● **EXTRAIT**
* * * *

Sur la fin de son existence; Milosz fut particulièrement absorbé par des travaux d’exégèse relatifs à l’Apocalypse de Jean. Il est indubitable que Milosz savait à quoi s’en tenir concernant le symbolisme alchimique du cheval si l’on se réfère à cet extrait des Origines de la nation lithuanienne : « Les héraldistes se sont quelquefois demandé si le Cavalier et le Cheval Blanc de l’emblème national lithuanien n’avaient pas pour origine un de ces innombrables emprunts faits par la science du blason à la symbolique hermétique du Moyen Age. Le fond pourpre de la bannière sur laquelle le Chevalier lithuanien, le Vytis, est représenté, nous donne bien une image alchimique du passage du blanc au rouge. La source première des armoiries lithuaniennes prend naissance dans le domaine de la tradition ibère préhistorique. En effet le Cheval blanc fait partie du folklore de la Bretagne, la Vendée et l’Auvergne préceltiques. (…) Si singulier que cela puisse paraître, le Cheval et le Cavalier blanc de l’Apocalypse se rattachent à la même tradition. » Extrait

LA CONFRERIE DES FRERES D’HELIE

Quelles sont les idées fondamentales de la Confrérie ? Une plaquette à usage interne est publiée sous le titre de « Nécessité » Elle est signée Ahor Mahmot Ahliah, (le pseudonyme de René Schwaller) et permet une approche de l’Ordre.. A défaut d’autres documents concernant les Frères d’Élie. Nous la résumons dans ces quelques lignes avec des extraits :

Chaque époque, chaque race est soumise à un cycle. L’utilité est devenue la base de notre société, car la conscience humaine a dévié de la « réelle et inexorable Nécessité » à la nécessité factice qu’elle a nommé utilité. La Loi (la vraie Nécessité, suivant Aor =Schwaller de Lubicz), a pris des noms successifs : Bien, Mal qui semblent pour lui l’accomplissement cyclique d’un monde. « L’utilité », fiction inventée par l’homme pour masquer son avidité, amène une chute de la qualité. Chacun des actes sera donc un mensonge. L’homme a perdu le vrai sens des valeurs. Mais il y a en toi « Celui qui est ce qu’il est », véritable Toi-même et que tu dissimules. Aor parle à « celui qui Est », car il est le frère de l’Ordre mystique de la résurrection.

* * * *

● **CONSIGNE**
Recopiez mot pour mot le passage de l'extrait qui va de « Chaque époque, chaque » à « de la résurrection. ». Les entrées n'interviennent aucunement dans ce travail.

● **Enregistrements d'annotation pour la segmentation**
* * * *

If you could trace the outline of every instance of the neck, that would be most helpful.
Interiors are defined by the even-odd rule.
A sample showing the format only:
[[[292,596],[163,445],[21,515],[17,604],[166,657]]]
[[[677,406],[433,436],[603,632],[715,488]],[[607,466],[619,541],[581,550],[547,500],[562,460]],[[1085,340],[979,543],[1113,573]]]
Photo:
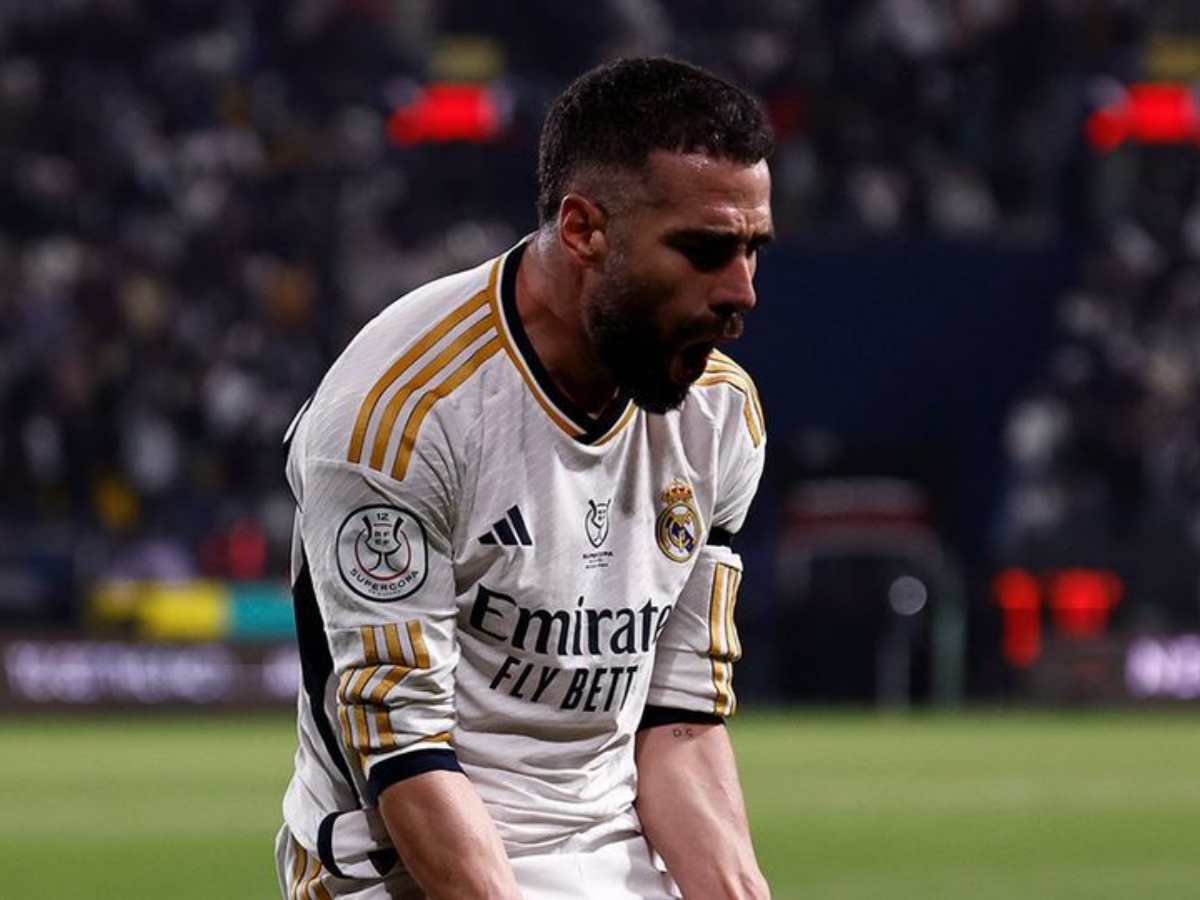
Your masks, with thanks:
[[[517,313],[538,359],[581,409],[600,416],[617,402],[617,384],[583,326],[583,280],[552,234],[539,232],[517,269]]]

* * * *

● **RÉSULTAT ATTENDU**
Chaque époque, chaque race est soumise à un cycle. L’utilité est devenue la base de notre société, car la conscience humaine a dévié de la « réelle et inexorable Nécessité » à la nécessité factice qu’elle a nommé utilité. La Loi (la vraie Nécessité, suivant Aor =Schwaller de Lubicz), a pris des noms successifs : Bien, Mal qui semblent pour lui l’accomplissement cyclique d’un monde. « L’utilité », fiction inventée par l’homme pour masquer son avidité, amène une chute de la qualité. Chacun des actes sera donc un mensonge. L’homme a perdu le vrai sens des valeurs. Mais il y a en toi « Celui qui est ce qu’il est », véritable Toi-même et que tu dissimules. Aor parle à « celui qui Est », car il est le frère de l’Ordre mystique de la résurrection.